=== Provided data ===

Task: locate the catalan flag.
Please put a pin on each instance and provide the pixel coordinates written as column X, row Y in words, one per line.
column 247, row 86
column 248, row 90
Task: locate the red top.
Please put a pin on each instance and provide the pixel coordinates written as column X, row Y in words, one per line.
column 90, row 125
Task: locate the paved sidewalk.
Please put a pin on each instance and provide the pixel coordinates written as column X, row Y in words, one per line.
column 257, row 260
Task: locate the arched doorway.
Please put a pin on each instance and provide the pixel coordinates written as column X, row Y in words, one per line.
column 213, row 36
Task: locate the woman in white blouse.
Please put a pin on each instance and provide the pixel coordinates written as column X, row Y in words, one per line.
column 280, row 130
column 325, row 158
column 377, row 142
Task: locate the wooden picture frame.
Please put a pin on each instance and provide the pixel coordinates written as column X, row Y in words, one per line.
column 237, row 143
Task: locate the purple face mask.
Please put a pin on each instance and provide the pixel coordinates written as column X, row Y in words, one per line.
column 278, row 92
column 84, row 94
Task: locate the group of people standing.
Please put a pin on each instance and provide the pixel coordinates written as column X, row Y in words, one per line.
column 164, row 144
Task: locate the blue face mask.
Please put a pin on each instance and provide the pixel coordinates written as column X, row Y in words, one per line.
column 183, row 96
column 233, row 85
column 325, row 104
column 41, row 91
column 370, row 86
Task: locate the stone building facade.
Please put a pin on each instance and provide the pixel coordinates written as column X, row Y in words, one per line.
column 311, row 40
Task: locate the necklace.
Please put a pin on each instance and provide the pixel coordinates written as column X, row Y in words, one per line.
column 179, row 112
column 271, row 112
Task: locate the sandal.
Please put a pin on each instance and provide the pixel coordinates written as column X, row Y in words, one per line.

===

About this exercise
Go through the entries and copy every line that has "Task".

Problem solution
Task: locate the catalan flag.
Task: locate the red top.
Task: locate the paved sidewalk.
Task: locate the arched doorway.
Task: locate the woman in white blouse.
Task: locate the wooden picture frame.
Task: locate the purple face mask.
Task: locate the group of people standing.
Task: locate the blue face mask.
Task: locate the stone building facade.
Task: locate the necklace.
Task: locate the sandal.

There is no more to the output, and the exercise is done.